(WHAT IS BEING ASKED): Nothing but the lines from the one containing "of the fishing" through the final line of the listing should appear in the answer, each exactly as written.

* * *

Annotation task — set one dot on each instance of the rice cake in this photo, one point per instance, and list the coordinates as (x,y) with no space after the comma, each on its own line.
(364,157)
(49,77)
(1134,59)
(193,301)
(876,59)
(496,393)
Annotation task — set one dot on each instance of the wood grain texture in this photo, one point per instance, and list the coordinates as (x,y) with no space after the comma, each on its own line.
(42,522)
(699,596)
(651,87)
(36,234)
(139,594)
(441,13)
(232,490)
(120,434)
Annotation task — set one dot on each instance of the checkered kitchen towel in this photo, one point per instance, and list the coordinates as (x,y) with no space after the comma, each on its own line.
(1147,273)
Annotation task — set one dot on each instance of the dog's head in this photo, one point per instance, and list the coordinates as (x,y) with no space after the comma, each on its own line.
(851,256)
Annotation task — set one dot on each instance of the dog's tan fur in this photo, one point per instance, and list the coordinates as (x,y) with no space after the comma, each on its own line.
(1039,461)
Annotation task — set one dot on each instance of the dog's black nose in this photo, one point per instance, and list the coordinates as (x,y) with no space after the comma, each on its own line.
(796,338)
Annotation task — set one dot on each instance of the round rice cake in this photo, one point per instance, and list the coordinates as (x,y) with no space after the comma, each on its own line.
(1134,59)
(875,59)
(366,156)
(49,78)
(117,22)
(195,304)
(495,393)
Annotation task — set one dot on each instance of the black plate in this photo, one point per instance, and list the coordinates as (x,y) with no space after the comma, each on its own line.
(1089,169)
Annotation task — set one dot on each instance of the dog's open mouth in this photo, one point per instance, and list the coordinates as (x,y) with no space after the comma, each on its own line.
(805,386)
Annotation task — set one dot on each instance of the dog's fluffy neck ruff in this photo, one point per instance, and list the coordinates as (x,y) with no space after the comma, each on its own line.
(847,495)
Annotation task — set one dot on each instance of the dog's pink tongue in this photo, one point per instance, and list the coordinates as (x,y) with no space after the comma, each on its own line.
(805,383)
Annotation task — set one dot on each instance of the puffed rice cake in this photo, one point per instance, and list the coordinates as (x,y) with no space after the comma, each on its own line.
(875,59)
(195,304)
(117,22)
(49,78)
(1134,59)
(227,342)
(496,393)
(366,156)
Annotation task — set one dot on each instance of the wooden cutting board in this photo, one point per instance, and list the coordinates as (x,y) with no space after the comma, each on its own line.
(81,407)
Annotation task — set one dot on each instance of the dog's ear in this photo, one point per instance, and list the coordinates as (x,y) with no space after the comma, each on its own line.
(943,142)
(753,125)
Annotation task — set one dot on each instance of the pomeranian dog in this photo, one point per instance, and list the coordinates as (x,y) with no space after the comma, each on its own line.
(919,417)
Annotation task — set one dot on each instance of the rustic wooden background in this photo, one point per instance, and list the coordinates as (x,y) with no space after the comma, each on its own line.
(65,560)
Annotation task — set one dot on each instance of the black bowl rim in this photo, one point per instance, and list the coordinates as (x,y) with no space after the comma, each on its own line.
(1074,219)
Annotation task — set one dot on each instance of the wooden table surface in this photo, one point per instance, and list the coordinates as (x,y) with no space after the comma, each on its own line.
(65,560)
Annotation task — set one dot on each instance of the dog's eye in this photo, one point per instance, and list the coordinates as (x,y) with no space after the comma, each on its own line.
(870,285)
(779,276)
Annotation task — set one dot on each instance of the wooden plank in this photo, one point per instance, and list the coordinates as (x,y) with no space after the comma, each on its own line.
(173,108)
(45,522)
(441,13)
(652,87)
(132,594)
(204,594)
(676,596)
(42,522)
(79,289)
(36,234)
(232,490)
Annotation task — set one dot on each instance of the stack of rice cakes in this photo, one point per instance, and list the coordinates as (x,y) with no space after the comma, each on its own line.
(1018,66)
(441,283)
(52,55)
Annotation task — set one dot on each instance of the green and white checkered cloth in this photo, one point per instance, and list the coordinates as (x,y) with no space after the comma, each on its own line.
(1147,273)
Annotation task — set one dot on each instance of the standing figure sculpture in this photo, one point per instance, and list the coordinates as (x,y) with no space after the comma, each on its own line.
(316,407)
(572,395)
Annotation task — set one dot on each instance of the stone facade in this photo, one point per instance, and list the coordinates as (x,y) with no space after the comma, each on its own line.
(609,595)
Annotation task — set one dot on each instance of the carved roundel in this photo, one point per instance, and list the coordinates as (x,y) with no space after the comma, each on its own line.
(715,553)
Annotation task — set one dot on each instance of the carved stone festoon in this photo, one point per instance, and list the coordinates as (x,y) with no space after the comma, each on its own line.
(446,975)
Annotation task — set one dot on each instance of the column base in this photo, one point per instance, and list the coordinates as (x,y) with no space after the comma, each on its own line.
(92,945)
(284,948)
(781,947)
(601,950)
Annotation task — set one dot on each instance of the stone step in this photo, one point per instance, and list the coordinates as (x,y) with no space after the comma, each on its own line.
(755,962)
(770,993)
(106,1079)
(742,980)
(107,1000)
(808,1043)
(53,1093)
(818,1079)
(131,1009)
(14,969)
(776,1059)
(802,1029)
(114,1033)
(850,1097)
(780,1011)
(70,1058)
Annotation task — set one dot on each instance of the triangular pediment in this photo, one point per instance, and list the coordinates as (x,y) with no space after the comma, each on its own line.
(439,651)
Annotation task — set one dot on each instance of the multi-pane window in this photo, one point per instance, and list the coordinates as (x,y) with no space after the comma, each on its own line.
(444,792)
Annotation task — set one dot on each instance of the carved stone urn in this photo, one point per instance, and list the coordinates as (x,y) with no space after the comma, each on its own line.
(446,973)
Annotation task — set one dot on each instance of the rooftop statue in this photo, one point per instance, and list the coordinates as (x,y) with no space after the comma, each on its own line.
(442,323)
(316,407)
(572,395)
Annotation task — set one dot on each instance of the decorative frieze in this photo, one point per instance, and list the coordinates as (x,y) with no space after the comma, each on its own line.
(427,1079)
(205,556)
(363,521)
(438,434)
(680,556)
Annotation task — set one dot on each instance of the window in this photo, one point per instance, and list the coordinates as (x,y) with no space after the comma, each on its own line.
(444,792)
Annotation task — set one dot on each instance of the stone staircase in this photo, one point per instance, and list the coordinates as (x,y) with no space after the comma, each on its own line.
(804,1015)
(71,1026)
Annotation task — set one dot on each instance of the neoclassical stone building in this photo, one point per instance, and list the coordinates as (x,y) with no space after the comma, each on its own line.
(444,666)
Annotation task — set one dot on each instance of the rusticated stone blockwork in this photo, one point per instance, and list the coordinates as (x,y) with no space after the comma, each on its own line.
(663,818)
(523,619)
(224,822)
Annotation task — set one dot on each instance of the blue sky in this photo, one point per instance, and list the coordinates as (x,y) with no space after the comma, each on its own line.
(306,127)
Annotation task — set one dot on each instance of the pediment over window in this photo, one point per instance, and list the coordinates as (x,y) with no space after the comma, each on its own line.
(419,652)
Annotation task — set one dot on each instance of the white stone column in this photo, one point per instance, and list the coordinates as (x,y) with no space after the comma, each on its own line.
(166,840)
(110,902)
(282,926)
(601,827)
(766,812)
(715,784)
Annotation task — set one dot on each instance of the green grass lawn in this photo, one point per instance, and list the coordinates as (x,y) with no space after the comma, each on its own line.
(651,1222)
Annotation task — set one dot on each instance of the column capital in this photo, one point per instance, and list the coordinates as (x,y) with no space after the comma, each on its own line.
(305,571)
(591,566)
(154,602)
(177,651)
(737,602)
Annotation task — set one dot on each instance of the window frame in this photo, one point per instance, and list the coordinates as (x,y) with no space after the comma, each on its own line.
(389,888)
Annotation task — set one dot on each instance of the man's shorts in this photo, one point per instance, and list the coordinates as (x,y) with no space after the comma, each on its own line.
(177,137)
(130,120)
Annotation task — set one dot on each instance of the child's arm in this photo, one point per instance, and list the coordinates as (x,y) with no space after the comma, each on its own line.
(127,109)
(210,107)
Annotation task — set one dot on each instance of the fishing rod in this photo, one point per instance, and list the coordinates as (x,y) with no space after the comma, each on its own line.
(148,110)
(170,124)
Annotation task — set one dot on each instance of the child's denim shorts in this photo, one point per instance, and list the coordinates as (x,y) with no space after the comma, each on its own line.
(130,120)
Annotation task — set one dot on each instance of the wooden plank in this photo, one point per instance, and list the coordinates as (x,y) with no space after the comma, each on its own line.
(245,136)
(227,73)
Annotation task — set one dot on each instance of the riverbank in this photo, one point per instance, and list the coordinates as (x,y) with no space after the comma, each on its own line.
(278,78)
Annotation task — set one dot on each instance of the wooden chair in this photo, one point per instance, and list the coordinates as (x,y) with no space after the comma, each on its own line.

* * *

(WRITTEN SOLUTION):
Annotation task — set one dot on each instance of the fishing rod in this photo, one point per instance, and list the coordinates as (x,y) with no space after the comma, each on its own line.
(148,110)
(170,124)
Annotation task — set one dot on each instance of the child's denim shorts in this photo, one point per instance, and list the coordinates as (x,y) with no space after the comma, each on its own line.
(130,120)
Annotation task — set one dot on each instance of the wooden plank in this photo, one point per instance, and list the coordinates as (x,y) with no space after the comma, each on its own line.
(245,136)
(227,73)
Annotation task — set one dot on each instance of the riverbank in this photo, one point per instance, and list the coordinates as (x,y) with no space after the comma, each on its own line.
(278,78)
Annotation task — set one dot on each instance of the wooden chair in this photo, one point per instance, and list the coordinates as (x,y) with no space after the comma, each on its own line.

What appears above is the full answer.